» **Problem description**
Only the lines from the one containing "of the iron" through the end of the data below should be copied, each exactly as written and with both ends kept.

» **Extracted records**
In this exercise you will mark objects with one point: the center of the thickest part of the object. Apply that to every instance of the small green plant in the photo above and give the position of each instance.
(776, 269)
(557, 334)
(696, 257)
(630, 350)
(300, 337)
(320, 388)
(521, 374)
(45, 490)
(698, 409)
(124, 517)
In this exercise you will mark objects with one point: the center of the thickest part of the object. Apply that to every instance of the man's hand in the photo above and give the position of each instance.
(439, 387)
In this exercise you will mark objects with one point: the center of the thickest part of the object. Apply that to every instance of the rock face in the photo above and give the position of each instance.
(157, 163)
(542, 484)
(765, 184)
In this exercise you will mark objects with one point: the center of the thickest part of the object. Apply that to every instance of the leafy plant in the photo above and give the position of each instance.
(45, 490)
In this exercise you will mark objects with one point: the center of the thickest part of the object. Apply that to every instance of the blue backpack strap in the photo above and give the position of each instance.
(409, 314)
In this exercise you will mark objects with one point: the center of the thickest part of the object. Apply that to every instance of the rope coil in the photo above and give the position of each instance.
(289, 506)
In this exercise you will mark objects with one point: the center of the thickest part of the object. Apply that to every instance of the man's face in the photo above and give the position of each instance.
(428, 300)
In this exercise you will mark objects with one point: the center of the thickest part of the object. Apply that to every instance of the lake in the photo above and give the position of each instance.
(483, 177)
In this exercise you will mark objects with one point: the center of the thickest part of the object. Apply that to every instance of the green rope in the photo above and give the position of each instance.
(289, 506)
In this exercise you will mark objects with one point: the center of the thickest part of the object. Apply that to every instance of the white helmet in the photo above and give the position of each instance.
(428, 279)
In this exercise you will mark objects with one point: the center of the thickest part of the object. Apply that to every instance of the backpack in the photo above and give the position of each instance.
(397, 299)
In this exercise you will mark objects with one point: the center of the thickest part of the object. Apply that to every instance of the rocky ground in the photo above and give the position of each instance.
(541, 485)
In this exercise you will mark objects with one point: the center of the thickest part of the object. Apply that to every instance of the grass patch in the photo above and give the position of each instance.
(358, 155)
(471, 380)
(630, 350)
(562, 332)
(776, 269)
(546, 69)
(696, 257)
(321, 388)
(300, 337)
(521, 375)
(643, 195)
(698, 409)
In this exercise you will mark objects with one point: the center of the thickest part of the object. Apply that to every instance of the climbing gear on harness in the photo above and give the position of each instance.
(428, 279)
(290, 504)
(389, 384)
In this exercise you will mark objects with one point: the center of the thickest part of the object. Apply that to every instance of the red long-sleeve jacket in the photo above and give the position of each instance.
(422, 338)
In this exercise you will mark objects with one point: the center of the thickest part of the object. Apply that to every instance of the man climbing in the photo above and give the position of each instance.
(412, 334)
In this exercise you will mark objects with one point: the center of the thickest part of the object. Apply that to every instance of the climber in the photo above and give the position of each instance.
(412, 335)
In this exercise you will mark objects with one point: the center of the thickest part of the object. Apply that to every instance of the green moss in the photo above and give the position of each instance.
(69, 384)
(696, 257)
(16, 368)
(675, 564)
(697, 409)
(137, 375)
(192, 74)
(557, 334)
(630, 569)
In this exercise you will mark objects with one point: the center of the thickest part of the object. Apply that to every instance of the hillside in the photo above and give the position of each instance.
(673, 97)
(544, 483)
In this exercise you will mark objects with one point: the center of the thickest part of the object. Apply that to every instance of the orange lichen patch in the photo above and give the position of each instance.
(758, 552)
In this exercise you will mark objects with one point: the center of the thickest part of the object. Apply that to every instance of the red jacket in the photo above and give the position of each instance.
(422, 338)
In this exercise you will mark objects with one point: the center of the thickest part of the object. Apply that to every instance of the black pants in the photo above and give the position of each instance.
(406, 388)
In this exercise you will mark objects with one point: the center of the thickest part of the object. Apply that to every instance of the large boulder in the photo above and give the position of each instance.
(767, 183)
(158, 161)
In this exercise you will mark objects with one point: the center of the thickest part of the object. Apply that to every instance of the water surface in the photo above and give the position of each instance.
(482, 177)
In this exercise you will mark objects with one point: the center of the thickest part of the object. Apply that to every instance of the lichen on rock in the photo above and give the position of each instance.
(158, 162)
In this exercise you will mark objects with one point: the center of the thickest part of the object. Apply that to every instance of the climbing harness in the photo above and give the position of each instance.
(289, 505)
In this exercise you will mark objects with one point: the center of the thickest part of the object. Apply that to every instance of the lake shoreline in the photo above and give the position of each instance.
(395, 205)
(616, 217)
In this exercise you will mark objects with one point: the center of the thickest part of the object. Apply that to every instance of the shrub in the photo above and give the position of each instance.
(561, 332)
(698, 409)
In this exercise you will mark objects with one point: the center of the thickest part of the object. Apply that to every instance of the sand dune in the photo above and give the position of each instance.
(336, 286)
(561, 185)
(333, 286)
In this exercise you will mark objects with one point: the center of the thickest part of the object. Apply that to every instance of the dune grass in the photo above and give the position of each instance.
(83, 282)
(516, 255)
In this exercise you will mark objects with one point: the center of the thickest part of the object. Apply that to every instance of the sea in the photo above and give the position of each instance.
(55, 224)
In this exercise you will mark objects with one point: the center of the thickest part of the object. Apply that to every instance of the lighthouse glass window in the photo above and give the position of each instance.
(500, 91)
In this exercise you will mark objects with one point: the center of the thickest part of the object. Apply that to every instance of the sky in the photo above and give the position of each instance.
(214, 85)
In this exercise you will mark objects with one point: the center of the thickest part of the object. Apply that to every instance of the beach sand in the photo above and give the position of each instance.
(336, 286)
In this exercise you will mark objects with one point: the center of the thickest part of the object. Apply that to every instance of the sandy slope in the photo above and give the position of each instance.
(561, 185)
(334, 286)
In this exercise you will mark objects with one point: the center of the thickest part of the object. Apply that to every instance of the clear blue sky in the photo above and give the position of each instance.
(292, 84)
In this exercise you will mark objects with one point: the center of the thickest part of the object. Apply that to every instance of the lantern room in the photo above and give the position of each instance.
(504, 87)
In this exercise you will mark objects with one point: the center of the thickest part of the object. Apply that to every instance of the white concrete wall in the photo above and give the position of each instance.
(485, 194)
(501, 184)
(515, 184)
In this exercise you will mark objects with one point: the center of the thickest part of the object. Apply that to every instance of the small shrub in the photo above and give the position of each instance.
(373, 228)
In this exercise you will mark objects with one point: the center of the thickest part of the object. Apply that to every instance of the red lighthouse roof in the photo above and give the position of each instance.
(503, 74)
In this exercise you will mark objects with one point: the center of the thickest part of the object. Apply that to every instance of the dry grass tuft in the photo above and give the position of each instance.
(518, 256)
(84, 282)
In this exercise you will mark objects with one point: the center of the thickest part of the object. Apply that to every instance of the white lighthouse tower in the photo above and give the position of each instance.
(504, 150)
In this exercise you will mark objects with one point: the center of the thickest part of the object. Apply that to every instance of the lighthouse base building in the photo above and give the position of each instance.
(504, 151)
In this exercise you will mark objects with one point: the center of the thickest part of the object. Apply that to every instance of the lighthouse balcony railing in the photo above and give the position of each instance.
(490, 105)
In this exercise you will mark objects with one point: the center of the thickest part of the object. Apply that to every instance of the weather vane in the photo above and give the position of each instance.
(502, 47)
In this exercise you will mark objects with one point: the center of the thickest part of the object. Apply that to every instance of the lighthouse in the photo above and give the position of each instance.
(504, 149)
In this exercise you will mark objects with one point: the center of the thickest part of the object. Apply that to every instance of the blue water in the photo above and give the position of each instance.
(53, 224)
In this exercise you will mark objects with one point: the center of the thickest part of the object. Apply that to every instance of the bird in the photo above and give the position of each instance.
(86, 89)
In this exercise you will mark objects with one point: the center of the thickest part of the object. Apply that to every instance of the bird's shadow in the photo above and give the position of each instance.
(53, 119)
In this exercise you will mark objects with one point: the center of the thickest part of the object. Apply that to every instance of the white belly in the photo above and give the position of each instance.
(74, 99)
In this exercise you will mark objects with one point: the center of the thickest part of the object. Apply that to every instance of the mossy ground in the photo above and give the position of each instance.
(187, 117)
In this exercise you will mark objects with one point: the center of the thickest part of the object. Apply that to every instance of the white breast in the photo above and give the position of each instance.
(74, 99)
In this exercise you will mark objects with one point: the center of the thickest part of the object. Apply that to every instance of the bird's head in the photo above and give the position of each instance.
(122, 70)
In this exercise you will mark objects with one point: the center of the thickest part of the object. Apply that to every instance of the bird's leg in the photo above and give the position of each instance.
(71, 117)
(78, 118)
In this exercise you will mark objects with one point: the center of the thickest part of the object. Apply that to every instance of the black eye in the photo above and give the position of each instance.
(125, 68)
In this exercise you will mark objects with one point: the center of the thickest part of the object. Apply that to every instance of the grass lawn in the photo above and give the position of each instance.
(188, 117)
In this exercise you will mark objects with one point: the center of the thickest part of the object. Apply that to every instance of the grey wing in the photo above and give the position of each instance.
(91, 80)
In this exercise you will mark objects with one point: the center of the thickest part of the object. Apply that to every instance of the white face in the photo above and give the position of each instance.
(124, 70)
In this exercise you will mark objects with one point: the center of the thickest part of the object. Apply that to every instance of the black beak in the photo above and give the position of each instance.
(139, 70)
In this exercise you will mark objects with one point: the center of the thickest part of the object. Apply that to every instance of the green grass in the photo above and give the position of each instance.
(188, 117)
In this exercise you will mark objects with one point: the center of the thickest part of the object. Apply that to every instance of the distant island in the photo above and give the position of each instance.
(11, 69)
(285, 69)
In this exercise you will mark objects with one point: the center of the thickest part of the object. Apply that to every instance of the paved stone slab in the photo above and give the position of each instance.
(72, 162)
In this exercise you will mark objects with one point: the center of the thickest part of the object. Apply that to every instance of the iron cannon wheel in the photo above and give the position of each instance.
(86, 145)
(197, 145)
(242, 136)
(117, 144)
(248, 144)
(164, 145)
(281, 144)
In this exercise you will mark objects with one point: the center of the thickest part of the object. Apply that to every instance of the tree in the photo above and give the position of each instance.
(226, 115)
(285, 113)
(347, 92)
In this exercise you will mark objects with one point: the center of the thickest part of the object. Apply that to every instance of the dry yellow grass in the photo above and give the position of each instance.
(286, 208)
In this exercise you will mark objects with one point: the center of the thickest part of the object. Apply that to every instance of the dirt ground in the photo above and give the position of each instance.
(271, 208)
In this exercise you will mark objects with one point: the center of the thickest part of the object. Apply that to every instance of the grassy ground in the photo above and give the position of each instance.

» **Output below**
In this exercise you will mark objects with one point: the center of the thickest part of the object. Apply that to every instance of the iron cannon wheel in the photo above and give the position of each instance.
(86, 145)
(197, 145)
(242, 136)
(117, 144)
(248, 144)
(164, 145)
(281, 144)
In this exercise you will mark objects with one point: the center of the thickest part of the object. Apply that to every instance of the tree in the photo above and give the position of each instance.
(226, 115)
(285, 113)
(347, 92)
In this exercise you will mark objects with one point: the center of the thickest part of the object. Apply that to every instance of the dry yellow grass in the photo above and give the position of each instance.
(286, 208)
In this exercise you will mark objects with one point: the center of the thickest part of the object. Apply that to every instance of the dirt ground in the photo above and give the position of each instance.
(271, 208)
In this exercise you will mark objects with one point: the center of the thickest part of the object. Apply that to every instance of the grassy ground in the photo above and give the position of each instance.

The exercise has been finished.